**Complete the following:**
1. Translate the sentence "It was a nasty deluge of worry." from the post about a sleepless early morning into Spanish.
2. Extract every line of the rows that contains the string "shingle", treating case as significant.

**Text segment:**
July 27, 2010

A little memory between 6am and 8am.

This morning I woke up at 6am to pee for the fifteen millionth time that night....but I could NOT go back to sleep. Somewhere between the bathroom and the bed I started to worry and I just couldn't stop.

I thought about all the things I need to do before this baby is born.
I thought about all the things that could go wrong during a birth.
I thought about all the things that could go wrong after a birth.
I thought about those sweet people who have said they'd travel long distances to see us after Ransom is born...and then all the things that could make their visit no fun.
I thought about lack of sleep and hormones raging ( Ironically what was happening right then...)
I thought about Brett going to Ranger School.
I thought about all the things that could go wrong at Ranger School.
I thought about how much I was going to miss Brett during Ranger School.

It was a nasty deluge of worry.

But, somewhere in the midst of that fog I was reminded of a song...


Our God, our help in ages past,
Our hope for years to come,
Our shelter from the stormy blast,
And our eternal home.

Under the shadow of Thy throne
Thy saints have dwelt secure;
Sufficient is Thine arm alone,
And our defense is sure....



When I was little I remember there where times when Papa would just "randomly" tell us all that we were going to sing this hymn and so we would. Our little family all driving in the car singing, or sitting around the dinner table.
At the time I didn't think much of it, but now looking back and knowing that there were, quite possibly, any number of things going wrong in my parents grown-up world at that moment....that all of us singing together, this particular hymn, was actually rather significant and important.

Sometimes it is just good to let the Devil know that we remember....we remember who our Help is, who our Defense is, and just where our true Home is....

Sometimes its good to sing. Or, if you're lying in bed with a sleeping husband its good to think the words really loudly.

**Supplied data:**

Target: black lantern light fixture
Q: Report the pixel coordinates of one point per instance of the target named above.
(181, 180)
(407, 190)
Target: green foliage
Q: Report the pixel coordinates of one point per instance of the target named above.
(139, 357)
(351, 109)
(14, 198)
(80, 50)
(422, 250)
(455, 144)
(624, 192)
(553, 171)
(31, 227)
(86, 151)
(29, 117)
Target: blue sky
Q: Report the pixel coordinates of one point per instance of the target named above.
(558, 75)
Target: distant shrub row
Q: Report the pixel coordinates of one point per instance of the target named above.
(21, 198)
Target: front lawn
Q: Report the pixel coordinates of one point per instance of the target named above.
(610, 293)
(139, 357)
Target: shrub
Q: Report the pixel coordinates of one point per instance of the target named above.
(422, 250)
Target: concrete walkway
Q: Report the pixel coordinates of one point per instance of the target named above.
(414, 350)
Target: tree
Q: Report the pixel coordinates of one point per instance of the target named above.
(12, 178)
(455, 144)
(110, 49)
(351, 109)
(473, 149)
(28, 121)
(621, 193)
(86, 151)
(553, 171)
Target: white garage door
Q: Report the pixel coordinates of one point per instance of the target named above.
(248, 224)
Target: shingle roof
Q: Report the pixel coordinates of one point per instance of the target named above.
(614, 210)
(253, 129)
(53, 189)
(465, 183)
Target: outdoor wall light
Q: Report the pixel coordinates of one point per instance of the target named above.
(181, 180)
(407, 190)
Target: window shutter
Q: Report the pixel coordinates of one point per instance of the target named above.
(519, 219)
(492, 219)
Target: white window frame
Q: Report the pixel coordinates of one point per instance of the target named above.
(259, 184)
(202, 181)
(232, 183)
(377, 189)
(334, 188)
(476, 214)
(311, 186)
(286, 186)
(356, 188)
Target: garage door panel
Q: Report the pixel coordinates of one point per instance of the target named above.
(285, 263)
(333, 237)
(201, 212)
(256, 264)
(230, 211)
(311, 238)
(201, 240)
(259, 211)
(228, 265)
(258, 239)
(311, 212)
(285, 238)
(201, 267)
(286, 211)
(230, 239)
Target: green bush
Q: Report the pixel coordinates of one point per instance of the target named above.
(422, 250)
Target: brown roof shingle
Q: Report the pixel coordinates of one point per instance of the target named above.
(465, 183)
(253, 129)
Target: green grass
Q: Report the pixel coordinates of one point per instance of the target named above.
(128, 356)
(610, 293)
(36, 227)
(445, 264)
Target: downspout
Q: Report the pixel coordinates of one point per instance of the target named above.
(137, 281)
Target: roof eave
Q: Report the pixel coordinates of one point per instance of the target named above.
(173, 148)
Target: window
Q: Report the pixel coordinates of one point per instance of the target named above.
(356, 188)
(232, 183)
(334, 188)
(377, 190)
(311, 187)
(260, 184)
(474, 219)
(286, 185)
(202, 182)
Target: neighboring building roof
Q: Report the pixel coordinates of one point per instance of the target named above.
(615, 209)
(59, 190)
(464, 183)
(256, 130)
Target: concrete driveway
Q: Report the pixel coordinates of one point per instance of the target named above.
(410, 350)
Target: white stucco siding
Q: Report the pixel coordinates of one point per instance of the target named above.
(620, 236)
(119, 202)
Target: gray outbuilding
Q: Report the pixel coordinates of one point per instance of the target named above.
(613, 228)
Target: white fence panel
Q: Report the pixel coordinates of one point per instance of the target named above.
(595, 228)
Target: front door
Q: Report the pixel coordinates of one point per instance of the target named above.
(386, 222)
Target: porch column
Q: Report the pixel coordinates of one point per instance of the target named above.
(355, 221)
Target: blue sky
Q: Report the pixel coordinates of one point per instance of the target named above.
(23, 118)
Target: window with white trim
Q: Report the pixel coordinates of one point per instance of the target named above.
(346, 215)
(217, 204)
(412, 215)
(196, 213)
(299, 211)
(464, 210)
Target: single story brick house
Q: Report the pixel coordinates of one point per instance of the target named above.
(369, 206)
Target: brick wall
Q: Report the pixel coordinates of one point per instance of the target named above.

**Outputs for the tasks:**
1. Fue un desagradable diluvio de preocupaciones.

2.
Target: shingle roof
Target: brown roof shingle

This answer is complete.